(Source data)
↓

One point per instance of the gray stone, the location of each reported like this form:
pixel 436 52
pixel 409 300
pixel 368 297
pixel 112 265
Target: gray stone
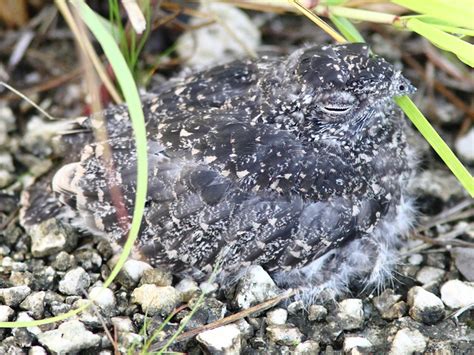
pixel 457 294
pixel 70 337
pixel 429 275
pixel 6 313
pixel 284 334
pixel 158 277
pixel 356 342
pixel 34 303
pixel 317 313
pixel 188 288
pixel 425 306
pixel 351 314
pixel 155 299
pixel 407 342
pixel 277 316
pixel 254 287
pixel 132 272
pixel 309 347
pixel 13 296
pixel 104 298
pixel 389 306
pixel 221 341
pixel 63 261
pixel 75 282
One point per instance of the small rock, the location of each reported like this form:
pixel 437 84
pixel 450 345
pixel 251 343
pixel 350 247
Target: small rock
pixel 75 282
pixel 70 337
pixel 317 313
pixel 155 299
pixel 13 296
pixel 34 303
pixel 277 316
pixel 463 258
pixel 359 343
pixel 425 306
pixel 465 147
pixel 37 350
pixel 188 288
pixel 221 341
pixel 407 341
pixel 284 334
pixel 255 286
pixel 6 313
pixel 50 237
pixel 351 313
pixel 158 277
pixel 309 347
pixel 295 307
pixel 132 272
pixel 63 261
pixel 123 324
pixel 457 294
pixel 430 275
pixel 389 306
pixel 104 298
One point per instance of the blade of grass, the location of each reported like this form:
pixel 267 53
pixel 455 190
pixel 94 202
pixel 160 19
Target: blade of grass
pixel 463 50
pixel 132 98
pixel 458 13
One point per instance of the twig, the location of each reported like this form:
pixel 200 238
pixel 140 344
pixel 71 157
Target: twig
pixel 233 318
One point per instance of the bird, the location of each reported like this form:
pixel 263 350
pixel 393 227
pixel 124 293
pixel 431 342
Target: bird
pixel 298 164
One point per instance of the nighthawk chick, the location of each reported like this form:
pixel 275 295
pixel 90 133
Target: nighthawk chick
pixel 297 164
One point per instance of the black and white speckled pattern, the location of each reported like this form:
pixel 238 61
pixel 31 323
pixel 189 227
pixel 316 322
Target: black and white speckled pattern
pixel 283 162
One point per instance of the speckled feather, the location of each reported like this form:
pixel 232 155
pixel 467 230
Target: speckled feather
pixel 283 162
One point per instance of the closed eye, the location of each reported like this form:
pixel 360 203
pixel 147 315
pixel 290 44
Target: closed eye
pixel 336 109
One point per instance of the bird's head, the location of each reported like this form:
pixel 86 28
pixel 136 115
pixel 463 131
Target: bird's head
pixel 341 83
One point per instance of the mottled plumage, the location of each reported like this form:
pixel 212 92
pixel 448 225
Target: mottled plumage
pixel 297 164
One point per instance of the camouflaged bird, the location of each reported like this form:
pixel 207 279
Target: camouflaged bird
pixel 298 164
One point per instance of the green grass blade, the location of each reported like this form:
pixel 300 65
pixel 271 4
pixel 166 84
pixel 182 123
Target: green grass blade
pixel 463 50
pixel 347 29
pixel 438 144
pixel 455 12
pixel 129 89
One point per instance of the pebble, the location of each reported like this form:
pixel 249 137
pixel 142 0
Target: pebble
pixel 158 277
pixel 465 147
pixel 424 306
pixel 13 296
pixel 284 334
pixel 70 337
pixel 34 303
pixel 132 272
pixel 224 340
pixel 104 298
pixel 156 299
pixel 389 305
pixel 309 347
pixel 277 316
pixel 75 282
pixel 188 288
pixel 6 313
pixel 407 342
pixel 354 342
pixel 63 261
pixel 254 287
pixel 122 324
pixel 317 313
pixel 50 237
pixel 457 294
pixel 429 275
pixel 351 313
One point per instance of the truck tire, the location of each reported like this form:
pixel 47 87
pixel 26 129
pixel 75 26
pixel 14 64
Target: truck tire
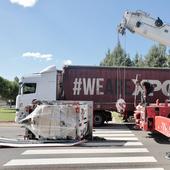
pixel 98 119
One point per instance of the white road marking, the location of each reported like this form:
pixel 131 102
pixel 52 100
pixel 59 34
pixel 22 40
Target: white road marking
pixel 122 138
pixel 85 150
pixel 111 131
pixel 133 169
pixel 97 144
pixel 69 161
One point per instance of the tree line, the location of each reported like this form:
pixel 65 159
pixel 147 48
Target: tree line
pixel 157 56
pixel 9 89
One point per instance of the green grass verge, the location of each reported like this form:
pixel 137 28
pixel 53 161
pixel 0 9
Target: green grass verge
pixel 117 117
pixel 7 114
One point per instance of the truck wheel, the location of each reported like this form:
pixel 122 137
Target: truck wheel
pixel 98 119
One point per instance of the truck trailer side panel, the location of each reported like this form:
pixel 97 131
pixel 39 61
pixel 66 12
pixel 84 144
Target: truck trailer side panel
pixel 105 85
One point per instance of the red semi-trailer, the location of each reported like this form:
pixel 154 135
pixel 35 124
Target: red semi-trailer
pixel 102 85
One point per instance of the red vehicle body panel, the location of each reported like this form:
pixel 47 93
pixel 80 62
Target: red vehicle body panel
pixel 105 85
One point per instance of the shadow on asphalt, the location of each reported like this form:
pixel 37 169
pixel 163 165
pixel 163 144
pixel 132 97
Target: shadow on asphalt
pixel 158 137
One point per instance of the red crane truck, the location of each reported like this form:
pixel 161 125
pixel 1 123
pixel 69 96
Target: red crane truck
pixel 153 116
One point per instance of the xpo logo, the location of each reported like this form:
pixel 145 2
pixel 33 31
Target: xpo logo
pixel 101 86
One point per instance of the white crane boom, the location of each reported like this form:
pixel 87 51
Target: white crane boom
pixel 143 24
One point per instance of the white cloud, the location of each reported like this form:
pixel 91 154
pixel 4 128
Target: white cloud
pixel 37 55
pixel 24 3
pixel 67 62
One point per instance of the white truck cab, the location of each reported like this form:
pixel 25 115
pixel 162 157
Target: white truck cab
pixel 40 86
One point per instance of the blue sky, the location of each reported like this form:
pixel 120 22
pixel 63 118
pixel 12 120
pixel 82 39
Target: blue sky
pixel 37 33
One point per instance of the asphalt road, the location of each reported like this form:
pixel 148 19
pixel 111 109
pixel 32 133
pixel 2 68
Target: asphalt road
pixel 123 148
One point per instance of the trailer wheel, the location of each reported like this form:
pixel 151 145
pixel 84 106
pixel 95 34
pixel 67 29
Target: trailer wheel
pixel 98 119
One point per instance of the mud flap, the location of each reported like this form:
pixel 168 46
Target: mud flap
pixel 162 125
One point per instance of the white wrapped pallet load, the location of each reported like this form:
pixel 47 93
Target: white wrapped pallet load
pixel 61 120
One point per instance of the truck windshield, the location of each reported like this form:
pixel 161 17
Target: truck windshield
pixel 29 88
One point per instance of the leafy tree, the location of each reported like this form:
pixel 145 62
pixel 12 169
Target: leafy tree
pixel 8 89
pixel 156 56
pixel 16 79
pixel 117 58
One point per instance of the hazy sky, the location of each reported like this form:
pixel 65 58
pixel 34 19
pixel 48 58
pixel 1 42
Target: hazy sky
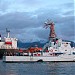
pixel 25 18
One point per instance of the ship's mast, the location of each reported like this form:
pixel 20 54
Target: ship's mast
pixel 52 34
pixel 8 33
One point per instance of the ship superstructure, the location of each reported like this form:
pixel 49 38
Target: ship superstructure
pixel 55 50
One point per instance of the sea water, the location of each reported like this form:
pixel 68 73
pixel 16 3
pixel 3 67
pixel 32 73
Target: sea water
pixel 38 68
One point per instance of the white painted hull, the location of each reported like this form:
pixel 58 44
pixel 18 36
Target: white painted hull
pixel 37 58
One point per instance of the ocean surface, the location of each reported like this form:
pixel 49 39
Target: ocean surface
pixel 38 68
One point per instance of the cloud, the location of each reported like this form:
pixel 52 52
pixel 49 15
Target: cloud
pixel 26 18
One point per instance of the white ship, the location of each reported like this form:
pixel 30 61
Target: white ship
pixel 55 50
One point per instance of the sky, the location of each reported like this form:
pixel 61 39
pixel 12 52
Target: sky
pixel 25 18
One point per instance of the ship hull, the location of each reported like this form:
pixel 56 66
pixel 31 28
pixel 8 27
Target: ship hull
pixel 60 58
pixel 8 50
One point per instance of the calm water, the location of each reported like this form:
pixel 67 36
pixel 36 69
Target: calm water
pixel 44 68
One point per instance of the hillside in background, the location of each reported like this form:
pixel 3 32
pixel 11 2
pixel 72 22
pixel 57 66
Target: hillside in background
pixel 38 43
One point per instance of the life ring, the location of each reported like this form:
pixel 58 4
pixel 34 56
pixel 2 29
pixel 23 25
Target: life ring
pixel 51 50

↑
↓

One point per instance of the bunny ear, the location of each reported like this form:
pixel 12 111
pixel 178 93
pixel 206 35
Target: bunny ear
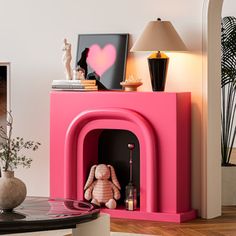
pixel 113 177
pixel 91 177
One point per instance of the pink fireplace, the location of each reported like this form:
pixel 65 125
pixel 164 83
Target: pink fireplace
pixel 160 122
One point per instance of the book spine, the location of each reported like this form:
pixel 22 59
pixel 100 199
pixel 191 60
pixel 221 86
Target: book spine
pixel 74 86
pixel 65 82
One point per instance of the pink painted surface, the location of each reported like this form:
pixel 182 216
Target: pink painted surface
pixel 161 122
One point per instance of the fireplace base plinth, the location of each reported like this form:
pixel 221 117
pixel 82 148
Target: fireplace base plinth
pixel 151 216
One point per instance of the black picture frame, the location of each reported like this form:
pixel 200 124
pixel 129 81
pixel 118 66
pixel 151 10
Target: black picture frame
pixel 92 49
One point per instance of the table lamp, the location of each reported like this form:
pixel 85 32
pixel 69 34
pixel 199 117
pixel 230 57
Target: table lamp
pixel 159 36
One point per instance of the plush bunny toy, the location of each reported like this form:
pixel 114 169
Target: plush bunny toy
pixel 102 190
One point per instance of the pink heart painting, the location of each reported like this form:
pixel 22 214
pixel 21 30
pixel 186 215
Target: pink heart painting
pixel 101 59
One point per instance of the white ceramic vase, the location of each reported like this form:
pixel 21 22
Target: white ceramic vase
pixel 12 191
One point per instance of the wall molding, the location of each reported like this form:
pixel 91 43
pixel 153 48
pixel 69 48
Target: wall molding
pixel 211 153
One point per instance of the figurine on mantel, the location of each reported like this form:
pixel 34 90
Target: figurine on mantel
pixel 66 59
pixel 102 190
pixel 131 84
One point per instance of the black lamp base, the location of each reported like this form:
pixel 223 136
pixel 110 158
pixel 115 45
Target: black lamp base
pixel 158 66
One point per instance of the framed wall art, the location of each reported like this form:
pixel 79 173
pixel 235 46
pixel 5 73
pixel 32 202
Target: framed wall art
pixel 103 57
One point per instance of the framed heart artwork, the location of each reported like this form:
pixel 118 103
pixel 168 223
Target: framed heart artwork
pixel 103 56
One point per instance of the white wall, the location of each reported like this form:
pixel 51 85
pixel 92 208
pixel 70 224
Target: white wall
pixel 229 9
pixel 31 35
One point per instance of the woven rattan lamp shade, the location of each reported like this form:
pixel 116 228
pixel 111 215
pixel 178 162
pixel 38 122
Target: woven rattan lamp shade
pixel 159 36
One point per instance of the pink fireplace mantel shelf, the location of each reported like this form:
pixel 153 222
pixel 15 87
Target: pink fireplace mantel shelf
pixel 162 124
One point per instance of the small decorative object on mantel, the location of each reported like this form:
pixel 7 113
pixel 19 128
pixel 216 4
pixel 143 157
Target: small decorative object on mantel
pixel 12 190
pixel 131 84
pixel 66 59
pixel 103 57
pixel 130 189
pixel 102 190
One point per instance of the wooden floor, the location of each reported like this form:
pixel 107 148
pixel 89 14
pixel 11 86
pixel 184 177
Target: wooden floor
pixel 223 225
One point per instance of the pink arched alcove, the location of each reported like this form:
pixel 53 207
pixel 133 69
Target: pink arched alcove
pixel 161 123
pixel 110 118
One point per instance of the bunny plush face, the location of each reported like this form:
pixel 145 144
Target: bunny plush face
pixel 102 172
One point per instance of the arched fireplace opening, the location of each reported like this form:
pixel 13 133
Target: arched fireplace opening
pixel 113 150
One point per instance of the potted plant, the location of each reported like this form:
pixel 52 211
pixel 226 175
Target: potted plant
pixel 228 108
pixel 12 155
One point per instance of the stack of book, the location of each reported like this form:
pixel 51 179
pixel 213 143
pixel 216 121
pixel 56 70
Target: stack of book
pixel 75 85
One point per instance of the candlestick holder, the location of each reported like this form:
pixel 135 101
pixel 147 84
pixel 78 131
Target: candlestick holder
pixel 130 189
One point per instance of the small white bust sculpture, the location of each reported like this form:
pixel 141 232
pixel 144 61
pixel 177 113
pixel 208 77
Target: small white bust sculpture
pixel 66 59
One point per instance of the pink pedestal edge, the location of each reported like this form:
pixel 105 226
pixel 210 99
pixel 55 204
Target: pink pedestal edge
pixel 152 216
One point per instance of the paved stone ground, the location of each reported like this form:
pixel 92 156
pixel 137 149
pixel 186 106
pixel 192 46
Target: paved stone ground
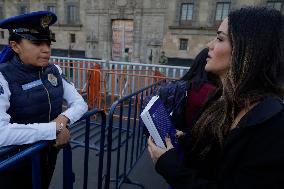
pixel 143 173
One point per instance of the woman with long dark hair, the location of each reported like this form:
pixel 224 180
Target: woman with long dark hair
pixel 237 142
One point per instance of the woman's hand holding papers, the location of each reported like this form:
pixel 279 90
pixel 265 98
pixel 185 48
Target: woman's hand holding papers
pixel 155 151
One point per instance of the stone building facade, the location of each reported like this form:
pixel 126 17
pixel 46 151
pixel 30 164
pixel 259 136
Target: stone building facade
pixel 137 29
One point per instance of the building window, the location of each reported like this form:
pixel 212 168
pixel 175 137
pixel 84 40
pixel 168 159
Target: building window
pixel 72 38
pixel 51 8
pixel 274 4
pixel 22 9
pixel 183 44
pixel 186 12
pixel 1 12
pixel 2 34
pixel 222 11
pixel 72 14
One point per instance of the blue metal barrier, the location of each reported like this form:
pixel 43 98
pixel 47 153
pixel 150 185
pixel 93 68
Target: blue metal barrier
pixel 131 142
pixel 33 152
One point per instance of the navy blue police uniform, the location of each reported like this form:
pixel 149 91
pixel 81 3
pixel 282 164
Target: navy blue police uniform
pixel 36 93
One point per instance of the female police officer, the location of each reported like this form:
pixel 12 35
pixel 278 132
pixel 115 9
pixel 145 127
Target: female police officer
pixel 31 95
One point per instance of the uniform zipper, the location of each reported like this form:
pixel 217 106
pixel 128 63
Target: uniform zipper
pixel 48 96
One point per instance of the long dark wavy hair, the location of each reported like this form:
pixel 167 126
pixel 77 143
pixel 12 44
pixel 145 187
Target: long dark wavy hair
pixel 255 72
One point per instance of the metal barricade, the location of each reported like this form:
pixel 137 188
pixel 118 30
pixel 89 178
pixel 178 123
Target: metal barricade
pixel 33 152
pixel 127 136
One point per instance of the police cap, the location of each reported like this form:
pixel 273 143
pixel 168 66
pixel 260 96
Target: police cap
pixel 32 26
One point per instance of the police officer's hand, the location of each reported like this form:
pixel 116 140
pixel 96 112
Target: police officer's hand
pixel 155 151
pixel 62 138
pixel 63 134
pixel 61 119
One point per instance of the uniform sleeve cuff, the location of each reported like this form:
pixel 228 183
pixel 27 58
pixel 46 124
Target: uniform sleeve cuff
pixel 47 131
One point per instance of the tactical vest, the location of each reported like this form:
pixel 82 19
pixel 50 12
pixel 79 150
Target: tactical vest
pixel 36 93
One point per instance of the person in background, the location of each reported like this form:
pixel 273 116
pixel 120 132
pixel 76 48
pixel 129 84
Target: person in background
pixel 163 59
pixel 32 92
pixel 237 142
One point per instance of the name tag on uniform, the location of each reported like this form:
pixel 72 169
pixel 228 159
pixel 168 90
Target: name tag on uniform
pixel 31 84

↑

▶ _What the task requires_
Reproduce the entries from the line with "One point per instance of the paved" to the line with "pixel 137 29", replacing "stone" with "brick" and leaving everything else unchanged. Omit the pictures.

▶ _Completed task_
One point per instance of the paved brick ground, the location of each reported like this form:
pixel 92 156
pixel 137 149
pixel 186 106
pixel 192 46
Target: paved brick ground
pixel 143 173
One point per instance of the woman with long dark hair, the location of each reported like this form:
pixel 224 180
Target: woman with long dark hair
pixel 237 142
One point per instance of the woman's hand holding papers, the location of each reported like this form:
pixel 279 90
pixel 265 98
pixel 185 48
Target: woman's hand holding papers
pixel 155 151
One point per instance of the brick building facade, the location of each reported like this form:
pixel 126 17
pixel 46 151
pixel 30 164
pixel 259 136
Target: brick building facade
pixel 137 29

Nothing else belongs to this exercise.